- [SUPPLIED TEXT]:
┌──
Vertebrate animals that live in water, fish have always been a staple of the human diet, especially among coastal populations. Although fish once constituted an abundant resource, the stocks of numerous species have declined alarmingly during the 20th century. This dramatic change is the result of many factors, including overfishing, pollution and the development of industrial fishing techniques.

Fish farming

Fish farming (or pisciculture), a rapidly expanding industry, has begun to compensate for declining fish stocks. Although fish farming has existed for over 4,000 years, it initially involved nothing more than keeping fish in captivity; fish were not bred in captivity until 1733, when a German succeeded in breeding trout. The numerous species now bred in captivity include salmon, carp, redfish and sturgeon.

Saltwater and freshwater fish

There are over 20,000 different species of fish. The vast majority of these species live in the sea, but some are found in fresh water (rivers, lakes, streams). Certain so-called anadromous species, such as salmon, leave the sea to spawn in fresh water, while catadromous species, such as eels, leave fresh water to spawn in the sea.

The dorsal fins of some fish are spiny, providing a measure of protection, while the anal fins serve as rudders and the lateral fins as stabilizers; fish use their tails to propel themselves forward. These appendages vary greatly from one species to another, as do the shape, size, and color of the fish, and the texture and taste of the flesh.

A particular flesh

There are several significant differences between fish and meat. The proportion of muscle is greater because the connective tissue that links the muscles together comprises only 3% of the flesh (as compared to 13% of meat), which is why fish can be cooked quickly and is always tender. The muscle fibers are shorter, which makes the flesh more tender. The flesh of fish contains very little fat; it is thus easy to digest, which explains why people often feel hungry after eating fish, especially leaner varieties. Since the flesh contains far fewer blood vessels than meat and little or no pigment, it is almost invariably white in color. The fat in fish consists mainly of omega-3 polyunsaturated fatty acids, which are found in few other foods (meat contains mainly saturated fatty acids). Numerous studies have demonstrated that omega-3 polyunsaturated fatty acids have a beneficial impact on health. For example, they slow the rate at which blood coagulates, lower blood pressure, and reduce the levels of triglycerides and lipoproteins in the blood, all of which help.
└──
- [ACTIVITY 1]:
Shorten the paragraph in the passage on fish that begins "Fish farming (or pisciculture)", keeping its main facts.
- [ACTIVITY 2]:
Copy the stretch of the passage on fish from "Vertebrate animals that" through "industrial fishing techniques.", substituting "overexploitation" for "overfishing".
The rows stand apart from the passage on fish.

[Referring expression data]
┌──
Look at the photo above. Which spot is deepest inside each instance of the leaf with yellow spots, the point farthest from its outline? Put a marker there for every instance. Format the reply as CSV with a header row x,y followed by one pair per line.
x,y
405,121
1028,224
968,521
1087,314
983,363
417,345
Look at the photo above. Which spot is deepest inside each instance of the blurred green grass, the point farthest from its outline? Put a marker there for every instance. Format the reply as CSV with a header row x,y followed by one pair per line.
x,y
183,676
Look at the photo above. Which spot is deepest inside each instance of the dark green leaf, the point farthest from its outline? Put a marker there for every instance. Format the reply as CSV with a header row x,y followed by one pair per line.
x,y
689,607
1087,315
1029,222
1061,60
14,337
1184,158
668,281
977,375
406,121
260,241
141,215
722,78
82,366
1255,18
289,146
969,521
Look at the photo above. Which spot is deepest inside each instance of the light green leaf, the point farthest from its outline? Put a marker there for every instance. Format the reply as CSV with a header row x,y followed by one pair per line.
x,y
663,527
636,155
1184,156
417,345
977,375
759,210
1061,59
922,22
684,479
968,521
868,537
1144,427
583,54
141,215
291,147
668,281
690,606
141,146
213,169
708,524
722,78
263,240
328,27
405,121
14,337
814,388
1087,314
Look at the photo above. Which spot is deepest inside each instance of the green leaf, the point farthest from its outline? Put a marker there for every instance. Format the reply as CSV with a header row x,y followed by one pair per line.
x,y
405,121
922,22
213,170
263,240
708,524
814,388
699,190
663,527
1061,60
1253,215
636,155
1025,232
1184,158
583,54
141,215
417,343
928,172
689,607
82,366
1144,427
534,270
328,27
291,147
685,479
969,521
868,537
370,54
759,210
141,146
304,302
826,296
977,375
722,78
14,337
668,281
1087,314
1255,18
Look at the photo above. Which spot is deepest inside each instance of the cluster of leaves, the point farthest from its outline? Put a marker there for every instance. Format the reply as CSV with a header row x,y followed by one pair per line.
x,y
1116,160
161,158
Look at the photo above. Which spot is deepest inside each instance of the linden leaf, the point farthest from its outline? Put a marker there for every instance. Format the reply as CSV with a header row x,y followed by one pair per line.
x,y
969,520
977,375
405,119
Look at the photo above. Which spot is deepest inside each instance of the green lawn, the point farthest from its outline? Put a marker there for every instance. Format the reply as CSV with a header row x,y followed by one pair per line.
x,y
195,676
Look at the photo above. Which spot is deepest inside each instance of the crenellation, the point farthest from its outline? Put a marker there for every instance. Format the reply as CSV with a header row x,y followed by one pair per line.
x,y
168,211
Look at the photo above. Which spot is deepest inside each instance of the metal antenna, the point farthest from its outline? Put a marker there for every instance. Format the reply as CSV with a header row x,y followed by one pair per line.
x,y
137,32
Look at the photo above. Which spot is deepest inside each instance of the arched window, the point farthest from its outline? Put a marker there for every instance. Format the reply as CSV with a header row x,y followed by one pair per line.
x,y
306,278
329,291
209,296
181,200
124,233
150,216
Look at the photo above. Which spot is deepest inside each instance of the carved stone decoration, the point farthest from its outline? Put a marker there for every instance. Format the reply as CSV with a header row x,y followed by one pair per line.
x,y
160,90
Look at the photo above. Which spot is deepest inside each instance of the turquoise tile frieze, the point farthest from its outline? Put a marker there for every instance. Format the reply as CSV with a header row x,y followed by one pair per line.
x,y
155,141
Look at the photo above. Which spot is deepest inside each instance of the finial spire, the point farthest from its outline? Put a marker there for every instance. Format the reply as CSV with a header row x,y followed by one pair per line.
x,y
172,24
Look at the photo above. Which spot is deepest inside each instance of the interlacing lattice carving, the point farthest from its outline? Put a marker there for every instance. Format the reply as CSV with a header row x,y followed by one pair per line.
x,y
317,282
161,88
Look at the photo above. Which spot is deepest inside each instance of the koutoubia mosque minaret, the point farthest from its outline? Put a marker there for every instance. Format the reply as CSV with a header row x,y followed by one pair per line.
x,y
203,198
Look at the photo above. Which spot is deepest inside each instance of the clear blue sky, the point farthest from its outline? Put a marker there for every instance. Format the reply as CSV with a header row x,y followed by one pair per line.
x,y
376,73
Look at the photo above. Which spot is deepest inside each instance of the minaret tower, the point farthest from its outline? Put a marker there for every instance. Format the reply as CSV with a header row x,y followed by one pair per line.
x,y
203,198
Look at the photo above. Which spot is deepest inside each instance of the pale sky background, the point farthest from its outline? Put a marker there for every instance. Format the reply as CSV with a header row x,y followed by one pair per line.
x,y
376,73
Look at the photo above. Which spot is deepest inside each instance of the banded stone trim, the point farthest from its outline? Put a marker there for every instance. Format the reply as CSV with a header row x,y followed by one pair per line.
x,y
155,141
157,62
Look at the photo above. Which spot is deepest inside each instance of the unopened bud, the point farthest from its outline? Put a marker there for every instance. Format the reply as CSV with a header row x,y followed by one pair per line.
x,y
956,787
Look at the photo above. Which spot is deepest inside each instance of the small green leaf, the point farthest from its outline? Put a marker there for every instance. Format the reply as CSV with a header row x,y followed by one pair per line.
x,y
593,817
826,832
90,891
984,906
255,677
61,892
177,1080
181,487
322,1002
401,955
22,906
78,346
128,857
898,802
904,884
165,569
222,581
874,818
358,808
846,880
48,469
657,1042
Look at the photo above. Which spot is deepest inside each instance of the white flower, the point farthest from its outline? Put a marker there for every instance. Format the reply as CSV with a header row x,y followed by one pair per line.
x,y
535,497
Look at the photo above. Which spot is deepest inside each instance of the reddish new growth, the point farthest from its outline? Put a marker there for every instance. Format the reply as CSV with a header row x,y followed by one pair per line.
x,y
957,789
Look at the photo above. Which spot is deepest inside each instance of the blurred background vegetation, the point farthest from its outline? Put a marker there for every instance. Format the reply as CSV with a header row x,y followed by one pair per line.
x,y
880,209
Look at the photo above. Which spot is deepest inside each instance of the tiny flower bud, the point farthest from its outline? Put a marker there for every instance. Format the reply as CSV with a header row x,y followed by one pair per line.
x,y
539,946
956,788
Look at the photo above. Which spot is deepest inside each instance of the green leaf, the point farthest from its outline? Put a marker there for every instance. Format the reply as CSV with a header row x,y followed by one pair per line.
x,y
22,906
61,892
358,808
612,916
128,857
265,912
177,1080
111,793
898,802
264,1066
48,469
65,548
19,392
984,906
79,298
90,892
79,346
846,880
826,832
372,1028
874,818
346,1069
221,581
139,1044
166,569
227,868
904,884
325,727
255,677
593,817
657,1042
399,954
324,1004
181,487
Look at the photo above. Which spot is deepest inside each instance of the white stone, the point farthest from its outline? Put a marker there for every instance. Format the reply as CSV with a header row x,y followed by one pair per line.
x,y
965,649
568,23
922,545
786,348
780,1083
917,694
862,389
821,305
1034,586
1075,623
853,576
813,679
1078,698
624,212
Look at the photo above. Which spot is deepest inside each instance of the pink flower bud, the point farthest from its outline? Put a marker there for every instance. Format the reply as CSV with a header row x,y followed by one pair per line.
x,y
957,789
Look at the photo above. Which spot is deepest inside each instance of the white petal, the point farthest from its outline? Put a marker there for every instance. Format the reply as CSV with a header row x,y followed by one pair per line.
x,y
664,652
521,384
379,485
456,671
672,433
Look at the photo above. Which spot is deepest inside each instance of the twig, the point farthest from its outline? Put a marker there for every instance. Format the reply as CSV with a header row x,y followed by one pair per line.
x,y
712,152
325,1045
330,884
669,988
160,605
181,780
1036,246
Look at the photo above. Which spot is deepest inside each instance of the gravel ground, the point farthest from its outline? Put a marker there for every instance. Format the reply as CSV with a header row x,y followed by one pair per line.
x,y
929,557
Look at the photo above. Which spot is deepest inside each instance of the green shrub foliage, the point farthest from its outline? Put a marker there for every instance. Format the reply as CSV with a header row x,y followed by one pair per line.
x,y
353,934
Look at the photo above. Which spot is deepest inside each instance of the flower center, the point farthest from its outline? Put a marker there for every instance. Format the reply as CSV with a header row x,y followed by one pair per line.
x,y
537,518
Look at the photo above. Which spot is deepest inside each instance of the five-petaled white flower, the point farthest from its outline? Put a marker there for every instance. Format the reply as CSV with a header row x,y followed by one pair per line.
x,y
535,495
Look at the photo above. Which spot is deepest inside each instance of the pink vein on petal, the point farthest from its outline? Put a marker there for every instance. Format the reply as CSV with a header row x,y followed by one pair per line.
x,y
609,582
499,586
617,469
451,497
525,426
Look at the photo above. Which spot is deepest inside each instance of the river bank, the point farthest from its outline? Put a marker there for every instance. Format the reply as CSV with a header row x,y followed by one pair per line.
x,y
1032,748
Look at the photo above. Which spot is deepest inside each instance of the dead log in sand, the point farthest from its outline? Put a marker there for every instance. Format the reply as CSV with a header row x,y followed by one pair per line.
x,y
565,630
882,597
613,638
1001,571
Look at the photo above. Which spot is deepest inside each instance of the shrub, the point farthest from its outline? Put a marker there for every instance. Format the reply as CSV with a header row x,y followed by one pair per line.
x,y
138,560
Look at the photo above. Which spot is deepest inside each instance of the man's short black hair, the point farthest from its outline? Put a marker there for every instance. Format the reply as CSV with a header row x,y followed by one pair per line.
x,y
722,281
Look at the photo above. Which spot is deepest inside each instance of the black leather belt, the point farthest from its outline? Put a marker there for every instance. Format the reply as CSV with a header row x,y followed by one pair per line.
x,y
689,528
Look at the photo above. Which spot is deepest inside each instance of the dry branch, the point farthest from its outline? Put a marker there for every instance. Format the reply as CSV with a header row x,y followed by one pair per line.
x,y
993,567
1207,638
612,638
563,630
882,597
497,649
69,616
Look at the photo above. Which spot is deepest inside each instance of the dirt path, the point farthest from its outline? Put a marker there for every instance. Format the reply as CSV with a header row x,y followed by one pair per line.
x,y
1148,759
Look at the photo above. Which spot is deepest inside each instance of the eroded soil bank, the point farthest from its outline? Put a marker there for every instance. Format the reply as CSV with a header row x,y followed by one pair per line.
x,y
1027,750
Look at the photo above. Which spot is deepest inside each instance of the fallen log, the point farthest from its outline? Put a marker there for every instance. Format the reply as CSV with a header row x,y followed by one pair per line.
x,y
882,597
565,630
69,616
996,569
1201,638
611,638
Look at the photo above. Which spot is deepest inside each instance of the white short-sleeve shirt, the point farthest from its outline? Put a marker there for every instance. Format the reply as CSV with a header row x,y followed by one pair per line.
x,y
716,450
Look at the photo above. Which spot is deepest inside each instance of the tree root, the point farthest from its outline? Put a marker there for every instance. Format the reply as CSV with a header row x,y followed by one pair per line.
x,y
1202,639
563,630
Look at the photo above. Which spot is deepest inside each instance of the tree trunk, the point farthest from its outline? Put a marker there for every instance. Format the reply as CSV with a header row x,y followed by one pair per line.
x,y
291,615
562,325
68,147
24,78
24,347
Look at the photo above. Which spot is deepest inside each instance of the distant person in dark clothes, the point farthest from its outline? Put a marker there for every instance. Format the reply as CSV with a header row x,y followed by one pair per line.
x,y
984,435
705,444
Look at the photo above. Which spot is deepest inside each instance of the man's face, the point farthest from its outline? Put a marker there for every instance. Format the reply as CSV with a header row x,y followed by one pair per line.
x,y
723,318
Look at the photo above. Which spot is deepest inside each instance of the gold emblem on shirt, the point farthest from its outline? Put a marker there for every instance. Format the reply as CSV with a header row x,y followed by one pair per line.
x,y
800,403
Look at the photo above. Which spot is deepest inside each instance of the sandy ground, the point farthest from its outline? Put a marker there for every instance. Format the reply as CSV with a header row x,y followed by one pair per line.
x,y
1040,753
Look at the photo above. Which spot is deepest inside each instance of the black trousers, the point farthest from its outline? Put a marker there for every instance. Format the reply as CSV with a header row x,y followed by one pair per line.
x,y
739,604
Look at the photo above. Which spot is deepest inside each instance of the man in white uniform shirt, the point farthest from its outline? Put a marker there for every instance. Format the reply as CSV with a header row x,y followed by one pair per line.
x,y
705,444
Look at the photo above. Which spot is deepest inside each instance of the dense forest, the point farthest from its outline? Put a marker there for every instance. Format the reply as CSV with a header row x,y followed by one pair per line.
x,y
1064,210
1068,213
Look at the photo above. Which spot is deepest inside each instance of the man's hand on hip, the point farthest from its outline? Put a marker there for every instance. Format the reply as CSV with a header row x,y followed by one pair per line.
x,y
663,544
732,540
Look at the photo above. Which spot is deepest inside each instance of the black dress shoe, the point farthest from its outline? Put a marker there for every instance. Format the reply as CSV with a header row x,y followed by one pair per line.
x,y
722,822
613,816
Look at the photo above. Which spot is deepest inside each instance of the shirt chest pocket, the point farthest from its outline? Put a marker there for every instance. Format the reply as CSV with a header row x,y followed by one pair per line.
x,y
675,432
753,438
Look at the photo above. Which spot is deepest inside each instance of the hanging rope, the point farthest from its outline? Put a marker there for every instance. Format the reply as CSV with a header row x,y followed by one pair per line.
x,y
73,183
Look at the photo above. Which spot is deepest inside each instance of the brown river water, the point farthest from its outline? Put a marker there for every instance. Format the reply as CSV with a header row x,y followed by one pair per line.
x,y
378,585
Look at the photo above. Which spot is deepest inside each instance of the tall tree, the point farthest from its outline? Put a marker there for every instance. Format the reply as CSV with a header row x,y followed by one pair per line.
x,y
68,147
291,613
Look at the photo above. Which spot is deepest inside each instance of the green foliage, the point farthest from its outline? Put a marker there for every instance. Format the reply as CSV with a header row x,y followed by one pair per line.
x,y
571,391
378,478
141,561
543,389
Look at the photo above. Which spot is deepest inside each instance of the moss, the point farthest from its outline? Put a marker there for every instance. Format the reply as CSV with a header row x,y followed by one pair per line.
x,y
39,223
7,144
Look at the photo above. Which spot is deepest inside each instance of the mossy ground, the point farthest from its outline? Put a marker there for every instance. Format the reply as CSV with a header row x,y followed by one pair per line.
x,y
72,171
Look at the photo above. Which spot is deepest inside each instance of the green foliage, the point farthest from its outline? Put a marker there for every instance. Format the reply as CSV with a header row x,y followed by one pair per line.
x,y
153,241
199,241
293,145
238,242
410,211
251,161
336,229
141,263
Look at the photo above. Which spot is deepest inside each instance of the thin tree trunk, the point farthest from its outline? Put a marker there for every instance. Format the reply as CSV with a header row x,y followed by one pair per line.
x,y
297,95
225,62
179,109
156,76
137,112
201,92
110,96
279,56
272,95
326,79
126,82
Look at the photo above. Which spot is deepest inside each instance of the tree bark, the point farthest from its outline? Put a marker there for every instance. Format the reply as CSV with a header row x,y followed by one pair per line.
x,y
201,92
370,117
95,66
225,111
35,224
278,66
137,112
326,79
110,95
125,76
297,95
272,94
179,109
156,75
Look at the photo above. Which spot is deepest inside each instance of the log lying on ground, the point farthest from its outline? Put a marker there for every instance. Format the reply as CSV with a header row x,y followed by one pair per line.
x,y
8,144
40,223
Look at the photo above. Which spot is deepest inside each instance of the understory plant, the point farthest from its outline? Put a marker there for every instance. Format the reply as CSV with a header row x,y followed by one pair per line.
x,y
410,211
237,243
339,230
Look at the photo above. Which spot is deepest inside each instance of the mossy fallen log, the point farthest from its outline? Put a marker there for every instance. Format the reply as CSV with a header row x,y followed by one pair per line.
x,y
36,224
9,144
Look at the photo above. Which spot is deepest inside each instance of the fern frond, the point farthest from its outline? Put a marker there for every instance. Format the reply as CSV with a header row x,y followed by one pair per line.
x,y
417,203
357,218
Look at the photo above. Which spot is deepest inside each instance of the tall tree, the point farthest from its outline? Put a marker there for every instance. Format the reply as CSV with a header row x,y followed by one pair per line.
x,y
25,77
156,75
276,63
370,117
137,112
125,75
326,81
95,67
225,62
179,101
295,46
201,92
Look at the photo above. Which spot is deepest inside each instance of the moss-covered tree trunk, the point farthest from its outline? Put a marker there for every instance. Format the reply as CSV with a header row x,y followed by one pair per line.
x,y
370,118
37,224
└──
- [WRITTEN REPLY 1]:
Fish farming, or pisciculture, is a fast-growing industry that has begun to offset declining fish stocks. It is over 4,000 years old, but at first fish were only kept in captivity. Breeding in captivity began in 1733, when a German bred trout. Species now bred include salmon, carp, redfish and sturgeon.

- [WRITTEN REPLY 2]:
Vertebrate animals that live in water, fish have always been a staple of the human diet, especially among coastal populations. Although fish once constituted an abundant resource, the stocks of numerous species have declined alarmingly during the 20th century. This dramatic change is the result of many factors, including overexploitation, pollution and the development of industrial fishing techniques.